TÂCHES DEMANDÉES:
• a. D'après l'extrait sur les finances publiques, de combien la dette publique aura-t-elle augmenté depuis 2012 ?
• b. Poursuivez l'extrait sur les finances publiques en reprenant juste après sa dernière phrase.

Au-delà de l’absence de réformes structurelles, ce quinquennat – en particulier cette année – aura été marqué par l’engagement de dépenses supplémentaires sur lesquelles il nous sera difficile, voire impossible, de revenir (point d’indice de la fonction publique, accords carrière et rémunération des fonctionnaires, tiers-payant…).

Au total, on peut légitimement envisager un point de sortie budgétaire aux alentours de 4 points de PIB en 2017, ce qui supposera la négociation d’un nouveau délai auprès de la Commission européenne en vue de revenir dans les critères de Maastricht. La dette publique, quant à elle, aura augmenté de 450 milliards d’euros environ depuis 2012. Rappelons que si elle avait augmenté de 600 milliards d’euros entre 2077 et 2012, la moitié au moins était liée aux conséquences de la crise financière.

SECTION DES DONNÉES:
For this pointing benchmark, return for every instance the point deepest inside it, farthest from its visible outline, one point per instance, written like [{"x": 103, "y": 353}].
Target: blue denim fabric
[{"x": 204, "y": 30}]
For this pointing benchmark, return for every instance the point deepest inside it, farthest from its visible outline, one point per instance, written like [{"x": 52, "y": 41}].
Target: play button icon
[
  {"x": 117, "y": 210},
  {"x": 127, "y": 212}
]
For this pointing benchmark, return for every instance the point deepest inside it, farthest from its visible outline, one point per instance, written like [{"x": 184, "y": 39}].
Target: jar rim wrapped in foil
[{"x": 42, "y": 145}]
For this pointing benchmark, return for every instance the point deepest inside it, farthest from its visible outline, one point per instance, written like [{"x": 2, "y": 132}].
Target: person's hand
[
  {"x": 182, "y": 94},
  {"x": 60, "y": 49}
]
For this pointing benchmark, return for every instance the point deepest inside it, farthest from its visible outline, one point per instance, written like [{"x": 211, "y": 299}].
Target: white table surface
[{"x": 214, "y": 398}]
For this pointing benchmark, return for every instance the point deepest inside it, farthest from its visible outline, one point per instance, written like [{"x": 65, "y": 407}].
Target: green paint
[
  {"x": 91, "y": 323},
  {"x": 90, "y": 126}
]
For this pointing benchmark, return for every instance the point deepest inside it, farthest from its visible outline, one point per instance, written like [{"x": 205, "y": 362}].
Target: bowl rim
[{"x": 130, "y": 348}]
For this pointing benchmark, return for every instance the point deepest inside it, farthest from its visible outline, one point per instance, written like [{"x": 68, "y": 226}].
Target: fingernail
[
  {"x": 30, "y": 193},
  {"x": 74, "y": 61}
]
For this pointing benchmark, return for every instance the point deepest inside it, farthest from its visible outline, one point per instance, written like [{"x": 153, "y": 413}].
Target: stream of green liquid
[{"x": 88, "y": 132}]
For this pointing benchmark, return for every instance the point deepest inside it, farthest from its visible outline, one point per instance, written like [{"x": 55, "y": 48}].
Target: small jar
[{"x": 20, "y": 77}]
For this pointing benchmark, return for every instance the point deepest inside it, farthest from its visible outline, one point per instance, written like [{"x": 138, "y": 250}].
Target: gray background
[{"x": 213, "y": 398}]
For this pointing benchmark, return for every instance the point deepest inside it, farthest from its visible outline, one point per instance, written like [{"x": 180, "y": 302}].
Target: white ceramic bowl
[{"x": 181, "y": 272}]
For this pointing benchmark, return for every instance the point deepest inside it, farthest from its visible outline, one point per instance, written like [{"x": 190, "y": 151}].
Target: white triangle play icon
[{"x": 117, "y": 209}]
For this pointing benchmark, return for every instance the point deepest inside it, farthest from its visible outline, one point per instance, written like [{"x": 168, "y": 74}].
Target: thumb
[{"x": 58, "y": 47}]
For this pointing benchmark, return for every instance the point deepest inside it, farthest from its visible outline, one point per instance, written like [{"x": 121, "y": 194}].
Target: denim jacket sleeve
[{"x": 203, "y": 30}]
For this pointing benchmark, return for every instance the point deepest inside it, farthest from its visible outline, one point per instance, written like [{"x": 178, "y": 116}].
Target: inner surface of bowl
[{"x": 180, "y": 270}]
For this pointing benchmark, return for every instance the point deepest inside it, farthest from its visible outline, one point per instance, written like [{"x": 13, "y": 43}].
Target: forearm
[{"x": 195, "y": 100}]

RÉPONSES:
• a. D'environ 450 milliards d'euros.

• b.
2.    Réaliser de l’ordre de 100 milliards d’euros d’économies sur le quinquennat implique des efforts considérables

La plupart des candidats à la primaire proposent la réalisation d’économies sur l’ensemble de la dépense publique de l’ordre de 80 à 110 milliards d’euros sur le quinquennat. Cela revient à geler en volume (hors inflation) l’évolution de la dépense publique (environ 1250 milliards d’euros) entre 2017 et 2022. En valeur absolue, ce qui est plus parlant, cela veut dire que l’ensemble de la dépense publique qui avait augmenté chaque année d’environ 30 milliards entre 2002 et 2012, ne s’accroîtrait plus que de 10-12 milliards.

La réalisation d’un tel objectif est possible, mais extrêmement exigeante, notamment du point de vue des dépenses sociales, qui représentent 55% de la dépense publique totale et près des trois quarts de son accroissement depuis 30 ans. A titre indicatif, cela suppose de mettre en œuvre, dès juillet 2017 : une réforme des prestations de santé et de solidarité ; le report de l’âge légal de départ à la retraite ; la dégressivité des allocations chômage ; la reprise de la réduction du nombre de fonctionnaires, l’augmentation de leur temps de travail ainsi que la poursuite de la diminution des dotations aux collectivités locales.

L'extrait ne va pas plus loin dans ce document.